Para eles, se algo estranho – ou seja, coisas que eles não conseguem explicar – está acontecendo no mundo, ou no cantinho em que eles vivem, é porque um pequeno grupo de espertalhões, geralmente ricos e poderosos, mas sempre mal intencionados, está tentando (e conseguindo) tomar o controle do mundo e de suas vidas, para impor não se sabe bem que tipo de novo regime ou sistema de vida. Dizer que os “conspiradores” são paranoicos já é uma redundância em si, pois parece haver uma correspondência íntima entre esses dois tipos de alucinados, embora nem todos os paranoicos sejam adeptos de teorias conspiratórias: vários se refugiam em seu mundinho conhecidos, temendo que o céu lhes caia sobre a cabeça, apenas dizendo que “estão vindo atrás de mim”. Paranoicos podem ser recatados e, portanto, não prejudiciais, mas conspiratórios tendem geralmente a perturbar a paz geral e a felicidade da nação anunciando as piores catástrofes que estão para se abater sobre o país e cada um de nós. Os antiglobalistas pertencem a esse gênero perfeitamente alucinado: “Os globalistas vão tirar nossas liberdades, vão retirar a soberania da nação, vão nos converter todos em escravos da poderosa máquina perversa” (que pode ser a do capital ou a do marxismo, à sua escolha), “eles vão destruir as bases das nossas sociedades, já estão fazendo isso, alerta minha gente!”.
Pois é, esses são os antiglobalistas, que seriam apenas ridículos, se não fossem também inutilmente ridículos, pois engajam a sociedade, quando estão no poder, em uma retirada em regra de fluxos, circuitos, correntes, movimentos e outras interações que seriam naturais e benéficas, se deixadas ao sabor das mudanças progressivas e regulares em quaisquer sociedades “normais”, ou seja, aquelas que respondem à dinâmica constante das atividades econômicas ou que reagem positivamente às novas ideias que cérebros educados estão sempre propondo para melhorar a vida de cada um dos cidadãos (ou súditos).
E quem são os globalistas, supostamente pecadores, indivíduos perigosos, propensos, pelo menos potencialmente, a roubar nossas liberdades e a soberania dos países, supostamente em benefício de algum grupúsculo organizado de conspiradores profissionais (que podem ser grandes capitalistas, judeus, marxistas, o que vier à cabeça)? Os globalistas somos todos nós, pessoas normais, que tendem a receber positivamente quaisquer novos influxos que representem agregação de valor, seja material, seja espiritual: produtos (ou seja, bens e serviços, de todas as partes do mundo), ideias novas, hipóteses, pesquisas, desafios, enfim, quaisquer propostas de mais conforto, harmonia, bem-estar, novidades em geral. Globalistas são pessoas abertas ao que o mundo produz de melhor – e, presumivelmente, a soma de novidades do mundo sempre será maior do que as novidades do seu próprio país –, ideias interessantes, até propostas desafiadoras, do ponto de vista das velhas tradições e costumes arraigados nas dobras do tempo.

◆ **INSTRUÇÕES**
**A.** Enumere os grupos que o texto sobre os antiglobalistas apresenta como possíveis "conspiradores profissionais".
**B.** Transcreva o texto sobre os antiglobalistas, começando em "Pois é, esses" e terminando em "cidadãos (ou súditos).".
**C.** Prossiga com o texto sobre globalistas e antiglobalistas, partindo de sua última frase.

◆ **CONTEÚDO DA LISTAGEM**
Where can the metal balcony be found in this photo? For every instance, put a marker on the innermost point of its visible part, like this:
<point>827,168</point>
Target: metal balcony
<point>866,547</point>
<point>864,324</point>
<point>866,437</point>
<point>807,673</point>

◆ **PROBLEMAS RESOLVIDOS**
**A.**
- grandes capitalistas
- judeus
- marxistas

**B.**
Pois é, esses são os antiglobalistas, que seriam apenas ridículos, se não fossem também inutilmente ridículos, pois engajam a sociedade, quando estão no poder, em uma retirada em regra de fluxos, circuitos, correntes, movimentos e outras interações que seriam naturais e benéficas, se deixadas ao sabor das mudanças progressivas e regulares em quaisquer sociedades “normais”, ou seja, aquelas que respondem à dinâmica constante das atividades econômicas ou que reagem positivamente às novas ideias que cérebros educados estão sempre propondo para melhorar a vida de cada um dos cidadãos (ou súditos).

**C.**
Globalistas são receptivos a tudo isso, e não temem perder a liberdade se aceitam provar um novo pudim (salvo se for inglês, pois aí é perigoso), um novo aparelho (mesmo se for chinês, com aquelas coisas embutidas que vão passar a controlar a sua vida), uma nova forma de responsabilização de políticos (esse estamento autocentrado em todos os países), e propensos a se abrirem às migrações de todos os tipos, inclusive as suas próprias. Numa palavra, globalistas são internacionalistas, e antiglobalistas tendem a ser nacionalistas tacanhos (muitos deles obtusos, ou seja, infensos a quaisquer novidades).
Estou sendo maniqueísta? Provavelmente sim, mas cabe recordar que antes de aparecerem os nacionalistas tacanhos, que proclamam abertamente serem não só antiglobalistas, como também nacionalistas de um novo tipo (não carnívoros, se supõe), todos vivíamos felizes, sem sequer ter a consciência de sermos globalistas, ou seja, de estarmos abertos às novidades do mundo. O Brasil é um exemplo disso: acolheu imigrantes de todo o mundo, como uma coisa benéfica à construção do seu próprio Estado-nação – permitindo, por exemplo, no Império, que esses estrangeiros se estabelecessem nas faixas de fronteiras –, como algo natural e positivo; mas, a partir de certo momento, virou um país nacionalista tacanho, agora tudo mais reforçado, depois que essa horda de soberanistas ingênuos e de antiglobalistas que se abateu sobre nós. 

3. Globalistas naturais e globalistas profissionais
A distinção pode parecer desprovida de maior significado, ou simplesmente inútil, na medida em que poucas diferenças existem, em princípio, entre aqueles que se adaptam naturalmente ao ritmo das mudanças no mundo contemporâneo – francamente globalista, na letra dos tratados e no espírito dos tempos – e os que se exercem profissionalmente no campo ativo do globalismo assumido e promovido. Vamos explicar.
Globalistas naturais são todos os cidadãos, indivíduos normais, consumidores abertos ao que possa existir de novidade no mundo da oferta dos mercados, sem preconceitos contra itens úteis na sua labuta diária ou no seu lazer cotidiano: são aqueles que não acham que a Coca-Cola é a “água negra do imperialismo” – como alguns anti-imperialistas ainda proclamavam algum tempo atrás –, que o rock não é uma “dança satânica”, que o iPhone é uma das grandes invenções da humanidade, que a China não quer exportar o seu modelo político – apenas inundar nossos mercados de produtos baratos, eventualmente também de uma qualidade aceitável –, que a ONU não vai instalar um governo mundial e que o George Soros não vai destruir o valor da nossa moeda e sugar nossas reservas internacionais. Enfim, são cidadãos como quaisquer outros, sem prevenções contra o que nos vem de fora, e com uma imensa curiosidade de saber o que existe lá fora, sem dividir o mundo entre “nós e o resto do mundo”.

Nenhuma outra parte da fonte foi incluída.